Emsal Mahkeme Kararı İzmir Bölge Adliye Mahkemesi 20. Hukuk Dairesi 2022/1480 E. 2023/1980 K. 14.12.2023 T.

Görüntülediğiniz mahkeme kararı henüz kesinleşmemiştir. Yararlı olması amacıyla eklenmiştir.

T.C.
İZMİR
BÖLGE ADLİYE MAHKEMESİ
20. HUKUK DAİRESİ

DOSYA NO : 2022/1480
KARAR NO : 2023/1980

T Ü R K M İ L L E T İ A D I N A
B Ö L G E A D L İ Y E M A H K E M E S İ K A R A R I

İNCELENEN KARARIN
MAHKEMESİ : İZMİR 1. ASLİYE TİCARET MAHKEMESİ
TARİHİ : 07/07/2022
NUMARASI : 2016/864 Esas – 2022/614 Karar
DAVA : Trafik Kazasından Kaynaklı Maddi ve Manevi Tazminat
DAVA TARİHİ : 22/03/2016
BAM KARAR TARİHİ : 14/12/2023
KARAR YAZIM TARİHİ : 14/12/2023
İstinaf incelemesi için dairemize gönderilen İzmir 1. Asliye Ticaret Mahkemesi’nin 07/07/2022 tarihli 2016/864 Esas ve 2022/614 Karar sayılı dosyasının incelemesi tamamlanmış olmakla HMK’nın 353. ve 356. maddeleri gereğince; dosya içeriğine ve kararın niteliğine göre sonuca etkili olmadığından duruşma yapılmasına gerek görülmeden dosya üzerinden yapılan inceleme sonucunda;
GEREĞİ GÖRÜŞÜLDÜ:
DAVA :
Davacı vekili dava dilekçesinde özetle; 06.08.2015 tarihinde meydana müvekkilinin sevk ve idaresindeki … plakalı motosiklet ile davalılardan … Tic. Ltd Şti adına kayıtlı, … Sigorta AŞ tarafından kaza tarihinde geçerli bulunan zorunlu trafik sigortası ile teminat altına alınan ve sürücü …’ın sevk ve idaresinde bulunan … plaka sayılı aracın çarpışması neticesinde meydana gelen kaza sonucunda müvekkilinin yaralandığını, kazaya ilişkin İzmir 43. Asliye Ceza Mahkemesi 2015/885 esas sayılı dosyasında kovuşturmanın yapıldığını, müvekkilinin çalışamamasından ötürü açtığı damacana su bayisinin battığını, eşinin hamile olması nedeniyle bakıcı tuttuğunu, kaza anında müvekkilinin cep telefonunun kırıldığını, motosikletinin perte çıktığını belirterek, fazlaya dair hakları saklı kalmak kaydı ile 1000 TL bakıcı gideri, 500 TL cep telefonu ve motosikletin perte çıkmasından kaynaklı 1000 TL, 5000 TL işyeri ve malzeme zararı ile 2000 TL iş göremezlik tazminatı olmak üzere toplam 8500 TL maddi tazminatın, davalılardan … Tic. Ltd Şti ile …’dan kaza tarihi olan 01/02/2016 tarihinden, sigorta şirketinden ise dava tarihinden itibaren işleyecek yasal faizi ile tahsiline, 20000 TL manevi tazminatın ise davalılardan … Tic. Ltd Şti ile …’dan kaza tarihi olan 01/02/2016 tarihinden itibaren işleyecek yasal faizi ile tahsiline ve … Tic. Ltd Şti adına kayıtlı olan … plaka sayılı araç üzerine ihtiyati tedbir konulmasına karar verilmesini talep ve dava ettiği görülmüş, 08/03/2022 tarihli ıslah dilekçesi ile 2000 TL olan iş göremezlik tazminatını 8.441,71 TL geçici iş göremezlik tazminatı ve 223.300,12 TL sürekli iş göremezlik tazminatı olmak üzere toplam 231.741,83 TL na, 1000 TL bakıcı giderine ilişkin tazminatı 1.018,80 TL’ na arttırmıştır.

## Tamamlanacak Görevler
**A)** Mahkeme kararında adı geçen mahkemeler hangileridir? Hepsini sıralayın.
**B)** Mahkeme kararına göre 08/03/2022 tarihli ıslah dilekçesiyle bakıcı giderine ilişkin tazminat kaç TL'ye arttırılmıştır?

## Gösterilen Liste
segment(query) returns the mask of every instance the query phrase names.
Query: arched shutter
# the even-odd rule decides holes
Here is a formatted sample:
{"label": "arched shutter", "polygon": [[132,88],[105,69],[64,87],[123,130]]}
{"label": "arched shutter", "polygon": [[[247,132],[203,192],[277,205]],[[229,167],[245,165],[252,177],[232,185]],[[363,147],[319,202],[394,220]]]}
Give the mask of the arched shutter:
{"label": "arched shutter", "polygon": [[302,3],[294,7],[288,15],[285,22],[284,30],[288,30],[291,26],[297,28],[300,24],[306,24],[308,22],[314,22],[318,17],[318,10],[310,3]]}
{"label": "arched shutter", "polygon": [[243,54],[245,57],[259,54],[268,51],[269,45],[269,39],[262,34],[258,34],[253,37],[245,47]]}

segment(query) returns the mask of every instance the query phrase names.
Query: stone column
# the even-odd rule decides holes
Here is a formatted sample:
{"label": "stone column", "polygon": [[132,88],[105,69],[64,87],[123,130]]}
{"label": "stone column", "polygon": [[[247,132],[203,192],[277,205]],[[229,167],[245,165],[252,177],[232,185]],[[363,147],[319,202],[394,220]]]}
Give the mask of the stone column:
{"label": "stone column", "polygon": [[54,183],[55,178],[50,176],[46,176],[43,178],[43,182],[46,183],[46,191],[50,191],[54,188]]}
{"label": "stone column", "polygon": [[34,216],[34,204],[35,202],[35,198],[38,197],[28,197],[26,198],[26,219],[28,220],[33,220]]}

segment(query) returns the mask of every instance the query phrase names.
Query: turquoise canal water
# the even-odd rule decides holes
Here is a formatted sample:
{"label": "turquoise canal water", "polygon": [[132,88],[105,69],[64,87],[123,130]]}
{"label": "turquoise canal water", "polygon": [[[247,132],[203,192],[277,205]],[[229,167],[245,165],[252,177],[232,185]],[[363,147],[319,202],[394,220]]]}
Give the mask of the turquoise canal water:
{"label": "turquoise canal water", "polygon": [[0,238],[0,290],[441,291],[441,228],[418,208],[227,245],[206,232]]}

## Alıştırma Sonuçları
**A)**
- İzmir Bölge Adliye Mahkemesi 20. Hukuk Dairesi
- İzmir 1. Asliye Ticaret Mahkemesi
- İzmir 43. Asliye Ceza Mahkemesi

**B)** 1.018,80 TL'ye.